__Instructions for the task__. How many lines of the data below contain the string "tree", with case taken into account? Tally them and reply with the number alone.

__Dataset content__.
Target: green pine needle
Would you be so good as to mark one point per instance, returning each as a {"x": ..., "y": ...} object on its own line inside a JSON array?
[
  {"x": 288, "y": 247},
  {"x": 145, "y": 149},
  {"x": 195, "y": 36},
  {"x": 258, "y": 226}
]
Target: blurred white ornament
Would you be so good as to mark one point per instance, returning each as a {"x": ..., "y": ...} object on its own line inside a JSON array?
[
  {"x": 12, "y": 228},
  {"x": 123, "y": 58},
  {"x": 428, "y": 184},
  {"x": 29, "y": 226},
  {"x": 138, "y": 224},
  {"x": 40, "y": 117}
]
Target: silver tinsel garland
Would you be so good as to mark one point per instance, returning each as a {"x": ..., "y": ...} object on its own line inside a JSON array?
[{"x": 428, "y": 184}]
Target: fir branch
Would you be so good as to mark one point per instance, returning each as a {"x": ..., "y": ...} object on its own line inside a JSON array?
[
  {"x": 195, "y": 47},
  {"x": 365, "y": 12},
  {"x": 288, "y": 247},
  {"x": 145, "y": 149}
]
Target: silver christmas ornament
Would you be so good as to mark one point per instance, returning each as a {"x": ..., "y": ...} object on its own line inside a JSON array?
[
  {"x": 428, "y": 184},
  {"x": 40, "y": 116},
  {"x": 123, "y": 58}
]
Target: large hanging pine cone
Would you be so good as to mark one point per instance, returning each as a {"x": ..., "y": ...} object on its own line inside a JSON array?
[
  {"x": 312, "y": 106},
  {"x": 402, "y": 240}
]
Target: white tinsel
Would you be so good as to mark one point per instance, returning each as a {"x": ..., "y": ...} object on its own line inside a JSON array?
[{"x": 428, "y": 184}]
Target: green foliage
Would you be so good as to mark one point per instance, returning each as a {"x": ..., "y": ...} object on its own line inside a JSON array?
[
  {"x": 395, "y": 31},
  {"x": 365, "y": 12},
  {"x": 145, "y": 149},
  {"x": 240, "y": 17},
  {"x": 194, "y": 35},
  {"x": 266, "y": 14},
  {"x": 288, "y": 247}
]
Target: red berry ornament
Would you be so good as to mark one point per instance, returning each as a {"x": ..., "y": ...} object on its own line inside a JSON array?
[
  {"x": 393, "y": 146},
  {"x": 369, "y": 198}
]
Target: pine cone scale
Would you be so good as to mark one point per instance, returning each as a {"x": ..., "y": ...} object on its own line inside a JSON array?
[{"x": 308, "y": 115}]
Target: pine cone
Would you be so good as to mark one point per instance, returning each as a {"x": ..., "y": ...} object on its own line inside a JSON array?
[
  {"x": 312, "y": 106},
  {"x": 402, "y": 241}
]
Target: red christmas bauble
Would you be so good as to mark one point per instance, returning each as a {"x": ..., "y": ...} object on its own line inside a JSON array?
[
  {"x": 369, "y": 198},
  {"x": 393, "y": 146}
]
...
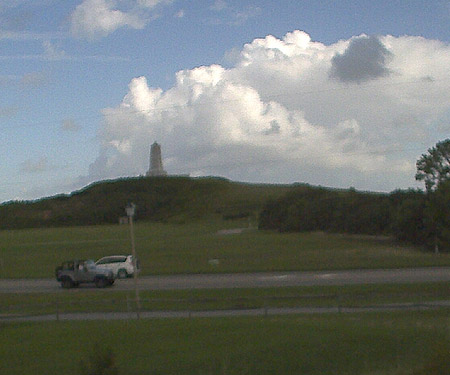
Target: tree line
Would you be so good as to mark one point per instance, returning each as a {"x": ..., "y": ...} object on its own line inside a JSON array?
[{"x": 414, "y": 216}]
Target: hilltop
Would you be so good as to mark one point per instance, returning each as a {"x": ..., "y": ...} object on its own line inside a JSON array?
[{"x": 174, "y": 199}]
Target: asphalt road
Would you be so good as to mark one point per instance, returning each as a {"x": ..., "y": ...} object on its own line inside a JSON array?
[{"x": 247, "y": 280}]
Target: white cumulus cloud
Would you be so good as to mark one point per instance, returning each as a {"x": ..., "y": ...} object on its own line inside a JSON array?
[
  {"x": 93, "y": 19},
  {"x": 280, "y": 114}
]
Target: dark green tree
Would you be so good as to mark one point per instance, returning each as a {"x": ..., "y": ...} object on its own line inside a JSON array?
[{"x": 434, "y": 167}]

__Solution to the exercise__. 2